◆ Excerpted passage ◆
□ □ □ □

Sixty-three-year-old Terrie Cherry, a primary care attendant, crisscrosses Worcester up to seven times a day on the local buses to reach her patients.
She rides Route 6 in the morning, and if the bus is late, as it was twice last week, so are the elderly and patients she helps care for when she prepares them for doctor’s appointments.
“I could walk it if it wasn’t all hills, and taking a cab means I’d have to give up at least one hour’s pay,” she said. “It is becoming a big problem.”
Cherry says her clients can adjust to her transit issues, but attendants can lose clients because of late buses.
A report published Tuesday by The Dukakis Center for Urban and Regional Policy and by Neighbor to Neighbor, a community organization, shows that low-income Latino residents suffer from inadequate public transportation options that often affect their ability to hold jobs, keep doctor’s appointments, and provide for their families.
The report — which focuses on Latino communities in East Boston, Lynn, Springfield, and Worcester — found that nearly 40 percent of respondents said they sacrifice a basic necessity to afford transportation.

□ □ □ □

Stored entries:
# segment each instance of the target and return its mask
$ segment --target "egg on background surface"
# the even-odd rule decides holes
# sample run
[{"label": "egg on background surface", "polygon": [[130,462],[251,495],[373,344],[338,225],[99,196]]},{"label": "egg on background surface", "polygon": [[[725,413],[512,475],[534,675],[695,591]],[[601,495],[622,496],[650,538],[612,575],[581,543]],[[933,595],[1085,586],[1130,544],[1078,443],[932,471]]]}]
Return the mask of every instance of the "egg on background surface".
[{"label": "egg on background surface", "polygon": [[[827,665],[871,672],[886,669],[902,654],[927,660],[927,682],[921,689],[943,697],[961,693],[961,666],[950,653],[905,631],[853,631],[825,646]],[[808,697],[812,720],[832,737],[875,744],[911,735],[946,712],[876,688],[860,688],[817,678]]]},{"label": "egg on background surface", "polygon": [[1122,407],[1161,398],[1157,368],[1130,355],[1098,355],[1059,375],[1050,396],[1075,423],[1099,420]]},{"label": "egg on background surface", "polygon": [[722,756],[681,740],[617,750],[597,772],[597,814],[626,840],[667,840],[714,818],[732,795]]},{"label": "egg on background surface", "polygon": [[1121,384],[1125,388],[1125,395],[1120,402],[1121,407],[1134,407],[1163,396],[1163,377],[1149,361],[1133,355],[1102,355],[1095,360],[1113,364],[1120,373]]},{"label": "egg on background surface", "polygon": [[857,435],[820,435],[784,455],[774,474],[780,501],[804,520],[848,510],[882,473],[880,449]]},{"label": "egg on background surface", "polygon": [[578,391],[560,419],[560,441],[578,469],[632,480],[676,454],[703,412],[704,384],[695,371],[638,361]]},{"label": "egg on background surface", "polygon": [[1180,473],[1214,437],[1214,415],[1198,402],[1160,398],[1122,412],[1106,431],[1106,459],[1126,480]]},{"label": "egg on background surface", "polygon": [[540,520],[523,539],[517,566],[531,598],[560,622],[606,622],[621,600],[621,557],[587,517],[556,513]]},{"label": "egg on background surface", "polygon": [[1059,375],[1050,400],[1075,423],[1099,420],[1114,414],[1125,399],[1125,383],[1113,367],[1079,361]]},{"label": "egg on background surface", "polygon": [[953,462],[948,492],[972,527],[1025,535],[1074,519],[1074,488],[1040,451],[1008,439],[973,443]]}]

□ □ □ □

◆ Task requirements ◆
Reproduce the passage on transit problems in Worcester from "Cherry says her" to "to afford transportation.", swapping "Latino" for "Hispanic".

◆ Answer ◆
Cherry says her clients can adjust to her transit issues, but attendants can lose clients because of late buses.
A report published Tuesday by The Dukakis Center for Urban and Regional Policy and by Neighbor to Neighbor, a community organization, shows that low-income Hispanic residents suffer from inadequate public transportation options that often affect their ability to hold jobs, keep doctor’s appointments, and provide for their families.
The report — which focuses on Hispanic communities in East Boston, Lynn, Springfield, and Worcester — found that nearly 40 percent of respondents said they sacrifice a basic necessity to afford transportation.